= Stated problem 1 =
In the text on historical German corpora, copy word for word the passage from "Anselm corpus" up to and including "searched via ANNIS.".

#### Reading text

Computational Historical Linguistics

Anselm corpus

The project Questions by St. Anselm about the Lord’s Passion, funded by DFG, deals with a popular medieval dialogue between Anselm of Canterbury and Saint Mary. The text has been preserved in various German dialects in more than 60 manuscripts and prints from the 14th–16th centuries, all of which have been transcribed and are currently being annotated. The ultimate goal of the project is to use the corpus for various cross-linguistic investigations, such as comparing spelling or word-order variation between different dialects. Sample data is already available and can be searched via ANNIS.

Website of the Anselm project

Reference corpora of historical German

We are part of two DFG-funded projects for creating annotated reference corpora of historical German: Reference corpus Middle High German and Reference corpus Early New High German. These projects are complemented by two further, ongoing projects, dealing with Old German and Middle Low German, respectively. The four corpora are transcribed diplomatically (i.e. close to the original manuscripts) and annotated with lemma, morphology, and part of speech. They follow similar guidelines, which will allow us eventually to merge the annotated corpora and create one large, diachronic corpus of German.

########
#### Data shown

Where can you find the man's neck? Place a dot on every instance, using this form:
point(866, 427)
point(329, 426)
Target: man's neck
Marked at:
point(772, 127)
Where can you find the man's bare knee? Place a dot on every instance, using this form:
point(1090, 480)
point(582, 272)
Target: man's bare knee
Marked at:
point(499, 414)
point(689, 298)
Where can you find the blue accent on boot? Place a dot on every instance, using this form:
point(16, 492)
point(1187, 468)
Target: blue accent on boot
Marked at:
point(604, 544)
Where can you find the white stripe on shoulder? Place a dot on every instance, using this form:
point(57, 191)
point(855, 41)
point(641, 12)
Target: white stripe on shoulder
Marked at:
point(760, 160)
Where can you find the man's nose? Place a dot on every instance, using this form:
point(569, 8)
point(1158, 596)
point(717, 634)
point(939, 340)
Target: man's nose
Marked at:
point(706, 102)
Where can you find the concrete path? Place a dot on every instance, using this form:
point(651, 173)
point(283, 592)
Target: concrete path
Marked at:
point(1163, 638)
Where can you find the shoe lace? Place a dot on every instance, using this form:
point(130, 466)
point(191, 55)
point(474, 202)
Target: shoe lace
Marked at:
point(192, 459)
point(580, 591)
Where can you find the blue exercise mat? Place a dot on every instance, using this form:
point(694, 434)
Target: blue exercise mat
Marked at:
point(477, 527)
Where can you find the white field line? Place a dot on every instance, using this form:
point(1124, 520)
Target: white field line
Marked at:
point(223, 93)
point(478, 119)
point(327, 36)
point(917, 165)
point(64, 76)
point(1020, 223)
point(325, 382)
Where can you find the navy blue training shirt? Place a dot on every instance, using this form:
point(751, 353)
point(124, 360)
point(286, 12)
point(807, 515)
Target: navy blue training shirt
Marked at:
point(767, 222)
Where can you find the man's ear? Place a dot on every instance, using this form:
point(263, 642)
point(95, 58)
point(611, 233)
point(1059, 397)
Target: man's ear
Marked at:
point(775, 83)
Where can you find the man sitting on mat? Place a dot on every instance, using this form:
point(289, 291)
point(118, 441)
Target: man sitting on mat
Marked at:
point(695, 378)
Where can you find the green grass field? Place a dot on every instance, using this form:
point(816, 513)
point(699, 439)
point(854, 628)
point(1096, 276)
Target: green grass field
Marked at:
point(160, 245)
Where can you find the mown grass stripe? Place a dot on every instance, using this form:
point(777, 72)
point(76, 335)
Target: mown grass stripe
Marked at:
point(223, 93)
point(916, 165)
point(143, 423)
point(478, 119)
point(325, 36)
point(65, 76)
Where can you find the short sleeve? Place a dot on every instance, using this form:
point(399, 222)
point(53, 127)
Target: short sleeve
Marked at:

########

= Stated problem 2 =
Repeat without any change the rows from the line with "Where can you find the man's bare" up to and including the line with "point(689, 298)".

= Expected answer 1 =
Anselm corpus

The project Questions by St. Anselm about the Lord’s Passion, funded by DFG, deals with a popular medieval dialogue between Anselm of Canterbury and Saint Mary. The text has been preserved in various German dialects in more than 60 manuscripts and prints from the 14th–16th centuries, all of which have been transcribed and are currently being annotated. The ultimate goal of the project is to use the corpus for various cross-linguistic investigations, such as comparing spelling or word-order variation between different dialects. Sample data is already available and can be searched via ANNIS.

= Expected answer 2 =
Where can you find the man's bare knee? Place a dot on every instance, using this form:
point(1090, 480)
point(582, 272)
Target: man's bare knee
Marked at:
point(499, 414)
point(689, 298)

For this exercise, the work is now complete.